Internet a envahi nos vies, il était logique que le cinéma s’en empare lui aussi pour mettre à plat le bouleversement induit par ce nouveau média dans nos relations humaines complexes. Dépourvue de toute prétention doctrinaire ou sociologique, Delphine Kreuter ausculte la société post-web et en tire un premier film un peu maladroit mais plein d’énergie, qui s’interroge tour à tour sur l’illusion de lien social virtuel, la nécessité d’exposer son intimité en ligne et l’obsession de la communication. Le regard porté par la réalisatrice n’est ni accusateur ni alarmiste. Au contraire, elle évite plutôt bien les écueils habituels sur tous les "maux" dont serait responsable internet, et se contente d’utiliser ce nouveau vecteur de communication comme révélateur de nos travers.

Données fournies =
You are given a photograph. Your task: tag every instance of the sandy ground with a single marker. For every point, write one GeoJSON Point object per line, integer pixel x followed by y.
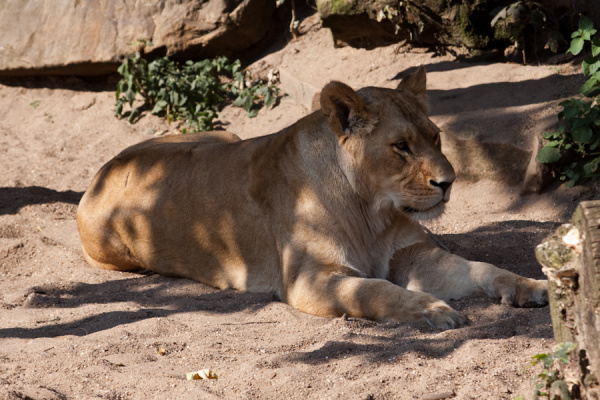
{"type": "Point", "coordinates": [68, 331]}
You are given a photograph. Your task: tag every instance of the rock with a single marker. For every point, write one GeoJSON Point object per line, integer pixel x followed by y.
{"type": "Point", "coordinates": [70, 37]}
{"type": "Point", "coordinates": [433, 22]}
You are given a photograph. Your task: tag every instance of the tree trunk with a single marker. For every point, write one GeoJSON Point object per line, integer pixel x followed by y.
{"type": "Point", "coordinates": [571, 260]}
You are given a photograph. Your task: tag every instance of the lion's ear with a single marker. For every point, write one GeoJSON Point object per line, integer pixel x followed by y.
{"type": "Point", "coordinates": [416, 84]}
{"type": "Point", "coordinates": [346, 111]}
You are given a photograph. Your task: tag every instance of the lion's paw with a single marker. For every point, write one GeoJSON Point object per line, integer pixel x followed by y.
{"type": "Point", "coordinates": [522, 292]}
{"type": "Point", "coordinates": [440, 315]}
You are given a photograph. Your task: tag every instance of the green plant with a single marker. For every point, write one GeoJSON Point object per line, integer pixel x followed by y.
{"type": "Point", "coordinates": [192, 91]}
{"type": "Point", "coordinates": [573, 152]}
{"type": "Point", "coordinates": [403, 15]}
{"type": "Point", "coordinates": [551, 383]}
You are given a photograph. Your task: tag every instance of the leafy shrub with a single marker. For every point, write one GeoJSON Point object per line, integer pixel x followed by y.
{"type": "Point", "coordinates": [193, 91]}
{"type": "Point", "coordinates": [573, 152]}
{"type": "Point", "coordinates": [551, 383]}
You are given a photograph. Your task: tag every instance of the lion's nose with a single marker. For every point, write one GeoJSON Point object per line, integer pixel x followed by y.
{"type": "Point", "coordinates": [442, 185]}
{"type": "Point", "coordinates": [445, 186]}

Liste des tâches =
- a) Rassemblez en les recopiant toutes les lignes des enregistrements qui contiennent le mot « task ». La casse compte.
- b) Poursuivez la critique du premier film de Delphine Kreuter en reprenant juste après sa dernière phrase.

Liste des réponses =
- a)
You are given a photograph. Your task: tag every instance of the sandy ground with a single marker. For every point, write one GeoJSON Point object per line, integer pixel x followed by y.
You are given a photograph. Your task: tag every instance of the rock with a single marker. For every point, write one GeoJSON Point object per line, integer pixel x followed by y.
You are given a photograph. Your task: tag every instance of the tree trunk with a single marker. For every point, write one GeoJSON Point object per line, integer pixel x followed by y.
You are given a photograph. Your task: tag every instance of the lion's ear with a single marker. For every point, write one GeoJSON Point object per line, integer pixel x followed by y.
You are given a photograph. Your task: tag every instance of the lion's paw with a single marker. For every point, write one GeoJSON Point object per line, integer pixel x followed by y.
You are given a photograph. Your task: tag every instance of the green plant with a single marker. For every point, write one GeoJSON Point object per line, integer pixel x followed by y.
You are given a photograph. Your task: tag every instance of the leafy shrub with a single marker. For every point, write one GeoJSON Point object per line, integer pixel x followed by y.
You are given a photograph. Your task: tag every instance of the lion's nose with a single marker. For every point, write one GeoJSON Point object per line, integer pixel x followed by y.

- b)
C’est drôle et grinçant, lorsqu’il s’agit de Michel et Margot qui filment leur couple et leur famille pour partager le moindre de leurs instants avec les internautes, le regard viré sur les statistiques de visite. C’est plus profond quand on en vient à Nicolas, l’ex-mari de Margot, qui regarde chaque jour la vie de son ex-femme et de ses enfants s’étaler sur le web, ou à Adrien, enfermé dans une chambre stérile, et utilisant le web comme ultime lien avec l’extérieur et la vie "normale". Tous ces personnages ont beau être connectés, ils semblent tous plus seuls les uns que les autres, incapables de se toucher et de partager leurs sentiments. On le savait déjà, trop de communication tue la communication, ou tout au moins la vide de son sens. Ceux qui n’ont rien à dire (Margot et Michel) n’arrêtent pas de parler, tandis que les messages vrais et leur lot de douleurs restent désespérément enfouis dans les gorges. Inaudibles et imprononçables.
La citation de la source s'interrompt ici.